### [Prompt 1]
List every place name that appears in the post about the Copenhagen trip.
### [Prompt 2]
For each statement below, say whether it agrees with the post about the Copenhagen trip. Answer yes or no and quote the words that decide it.
(a) The family drove through Sweden more than once.
(b) The microwave at the Swedish McDonald's was dirtier than the one in the writer's kitchen.
(c) Museums and shops were open over Easter.
### [Prompt 3]
Answer these questions using the post about the Copenhagen trip.
(a) How long was the stay in Copenhagen?
(b) Which two car makes does the post name?
(c) What served as an eye mask?

### [Provided text]
10.4.07

Home, sweet home

by Jørgen Haugen Sørensen

We’ve just arrived back from a week in Copenhagen where the kids got to play with their cousins and I learned a few useful lessons:
1. Every second car in Sweden is either a Volvo or a Saab (we drove through Sweden, twice).
2. The microwave in Swedish McDonald’s, provided for heating baby food, is cleaner than the one in my kitchen; in fact you could safely eat your dinner off its innards. Their toilets also appear to be cleaner than mine. Probably wouldn't risk eating from one though.
3. When faced with the nightmare of sleeping in a room with blinds as thin as tissue paper, on a street that’s brightly lit 24/7, black knickers make a useful eye mask. It is however advisable to remove them from one’s head before getting out of bed and facing the in-laws. G-strings are a very poor substitute.
4. It is possible to really dislike one’s children when they and you are over-tired, they and you have turned into quick-tempered, rude monsters and you are in one of the best cities in Europe for museums and shopping but can access neither because everything is shut over Easter and/or the children cannot be relied on to allow you a moment’s free-thinking space to absorb great art.

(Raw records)
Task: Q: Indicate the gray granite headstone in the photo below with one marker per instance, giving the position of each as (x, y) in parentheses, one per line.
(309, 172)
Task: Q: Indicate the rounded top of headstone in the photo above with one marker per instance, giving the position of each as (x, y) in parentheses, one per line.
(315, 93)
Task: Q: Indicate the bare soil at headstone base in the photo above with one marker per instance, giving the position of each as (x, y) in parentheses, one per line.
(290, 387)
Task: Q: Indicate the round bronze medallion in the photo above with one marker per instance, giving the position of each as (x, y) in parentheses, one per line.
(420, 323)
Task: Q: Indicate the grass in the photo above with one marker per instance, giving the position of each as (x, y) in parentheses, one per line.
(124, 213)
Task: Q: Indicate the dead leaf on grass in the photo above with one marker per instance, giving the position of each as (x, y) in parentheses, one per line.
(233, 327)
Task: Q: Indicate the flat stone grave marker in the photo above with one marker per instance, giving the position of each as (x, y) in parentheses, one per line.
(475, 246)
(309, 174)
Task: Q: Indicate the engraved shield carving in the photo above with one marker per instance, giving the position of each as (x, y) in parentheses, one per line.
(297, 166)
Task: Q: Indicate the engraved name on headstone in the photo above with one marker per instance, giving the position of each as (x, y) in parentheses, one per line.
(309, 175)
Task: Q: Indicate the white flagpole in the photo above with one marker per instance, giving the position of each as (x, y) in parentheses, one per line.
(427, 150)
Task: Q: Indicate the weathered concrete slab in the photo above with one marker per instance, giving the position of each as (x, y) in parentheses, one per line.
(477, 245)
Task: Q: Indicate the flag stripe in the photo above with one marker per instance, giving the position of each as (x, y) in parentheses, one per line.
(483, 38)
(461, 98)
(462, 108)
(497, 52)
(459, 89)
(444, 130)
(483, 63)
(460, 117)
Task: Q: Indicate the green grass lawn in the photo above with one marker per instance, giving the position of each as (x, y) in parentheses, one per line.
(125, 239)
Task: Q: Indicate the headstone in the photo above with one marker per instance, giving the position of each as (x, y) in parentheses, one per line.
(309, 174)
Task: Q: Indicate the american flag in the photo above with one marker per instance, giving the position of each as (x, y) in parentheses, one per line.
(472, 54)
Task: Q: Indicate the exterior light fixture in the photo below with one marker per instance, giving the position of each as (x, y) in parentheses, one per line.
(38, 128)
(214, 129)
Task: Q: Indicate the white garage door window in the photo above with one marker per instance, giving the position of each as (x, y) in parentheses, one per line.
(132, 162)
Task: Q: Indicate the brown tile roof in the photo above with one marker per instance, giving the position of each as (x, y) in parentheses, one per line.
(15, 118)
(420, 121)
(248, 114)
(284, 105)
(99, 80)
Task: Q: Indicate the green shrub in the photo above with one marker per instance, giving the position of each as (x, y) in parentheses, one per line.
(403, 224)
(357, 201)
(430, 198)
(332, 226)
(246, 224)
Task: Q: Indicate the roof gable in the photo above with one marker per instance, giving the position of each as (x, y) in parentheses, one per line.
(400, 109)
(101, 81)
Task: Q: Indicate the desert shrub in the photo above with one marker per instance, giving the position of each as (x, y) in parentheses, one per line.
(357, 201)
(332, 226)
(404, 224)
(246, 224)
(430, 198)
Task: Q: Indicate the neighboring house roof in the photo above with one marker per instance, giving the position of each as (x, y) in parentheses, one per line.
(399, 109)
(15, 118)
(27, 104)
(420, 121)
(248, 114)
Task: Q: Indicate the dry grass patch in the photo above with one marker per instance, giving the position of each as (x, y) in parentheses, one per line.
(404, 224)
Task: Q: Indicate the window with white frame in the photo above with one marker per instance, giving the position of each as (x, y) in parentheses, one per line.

### [Task output 1]
Copenhagen, Sweden, Europe

### [Task output 2]
(a) Yes: "we drove through Sweden, twice"
(b) No: "is cleaner than the one in my kitchen"
(c) No: "everything is shut over Easter"

### [Task output 3]
(a) A week
(b) Volvo and Saab
(c) Black knickers